▶ _Selected passage_
───
# Hello....(I'm pants at titles)



## oO TTLee Oo

Hello everyone
My name is Lee i'm 26 and i'm from South Wales.
I've been ghosting about these forums for a few weeks now knowing i was looking to buy a TT.....and i finally gave into my dream and bought one last sunday and i picked it up on friday, since then the grin has not moved from my face.... (but my missus on the other hand is not amused! car this car that!... but its worth it :lol: )

Unfortunately i only recieved one key when i picked the car up, so am now paranoid and sleeping with the window open (not in the car) incase the previous owner pulls a fast one :lol:

Hope to get to know you all a bit more in the time to come.
Thanks
Lee


----------



## conlechi

Hi Lee and welcome to the forum 

where in South Wales are you ?

Keep an eye in the events section for an event local to you :wink:

oh' and don't forget to join the TTOC www.ttoc.co.uk

Mark


----------



## chrishTT

get 1 arranged then mark
you attend ace today?

oh and hi fellow south Walian
welcome to the forum

any more info on the TT
colour 
engine
mods


----------



## oO TTLee Oo

Hello guy's
I'm from Pontypridd. what parts are you both from?
───
▶ _Set problem A_
Rewrite the rows between the line holding "Where can the model house window" and the end of the rows, inclusive, keeping every line in place. Shift each answer coordinate up by 124, and leave the sample coordinates as they are.
The forum thread and the rows that follow have nothing to do with each other.
───
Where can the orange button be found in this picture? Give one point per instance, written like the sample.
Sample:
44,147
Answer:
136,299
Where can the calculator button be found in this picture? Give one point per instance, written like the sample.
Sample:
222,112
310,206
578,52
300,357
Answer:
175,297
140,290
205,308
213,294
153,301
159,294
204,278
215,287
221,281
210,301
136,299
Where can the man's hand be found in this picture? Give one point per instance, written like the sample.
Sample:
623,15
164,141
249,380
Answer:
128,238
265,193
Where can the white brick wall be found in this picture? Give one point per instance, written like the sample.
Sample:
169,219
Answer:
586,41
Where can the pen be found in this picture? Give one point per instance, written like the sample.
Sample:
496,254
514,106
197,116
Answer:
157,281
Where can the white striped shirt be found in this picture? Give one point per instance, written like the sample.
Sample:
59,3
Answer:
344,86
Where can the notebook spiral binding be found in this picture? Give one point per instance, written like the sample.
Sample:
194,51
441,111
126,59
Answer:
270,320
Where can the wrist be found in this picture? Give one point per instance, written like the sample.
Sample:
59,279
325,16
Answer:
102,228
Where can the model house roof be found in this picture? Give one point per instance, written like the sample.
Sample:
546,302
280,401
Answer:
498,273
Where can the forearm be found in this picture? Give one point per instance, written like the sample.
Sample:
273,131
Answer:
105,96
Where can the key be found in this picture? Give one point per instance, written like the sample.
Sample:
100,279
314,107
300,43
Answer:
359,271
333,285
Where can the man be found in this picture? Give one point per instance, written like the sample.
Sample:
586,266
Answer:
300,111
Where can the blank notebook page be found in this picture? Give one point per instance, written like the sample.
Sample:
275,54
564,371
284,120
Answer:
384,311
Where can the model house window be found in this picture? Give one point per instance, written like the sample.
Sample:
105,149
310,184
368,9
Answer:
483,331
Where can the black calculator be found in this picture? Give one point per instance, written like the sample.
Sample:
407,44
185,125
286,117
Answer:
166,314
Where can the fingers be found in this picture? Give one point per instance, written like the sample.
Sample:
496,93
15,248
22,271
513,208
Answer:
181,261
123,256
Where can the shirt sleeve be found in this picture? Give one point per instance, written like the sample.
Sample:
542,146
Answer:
───
▶ _Set problem B_
Retype the section of the forum thread about the new TT between "I've been ghosting" and "worth it :lol: )", inclusive.

▶ _Full solution A_
Where can the model house window be found in this picture? Give one point per instance, written like the sample.
Sample:
105,149
310,184
368,9
Answer:
607,455
Where can the black calculator be found in this picture? Give one point per instance, written like the sample.
Sample:
407,44
185,125
286,117
Answer:
290,438
Where can the fingers be found in this picture? Give one point per instance, written like the sample.
Sample:
496,93
15,248
22,271
513,208
Answer:
305,385
247,380
Where can the shirt sleeve be found in this picture? Give one point per instance, written like the sample.
Sample:
542,146
Answer:

▶ _Full solution B_
I've been ghosting about these forums for a few weeks now knowing i was looking to buy a TT.....and i finally gave into my dream and bought one last sunday and i picked it up on friday, since then the grin has not moved from my face.... (but my missus on the other hand is not amused! car this car that!... but its worth it :lol: )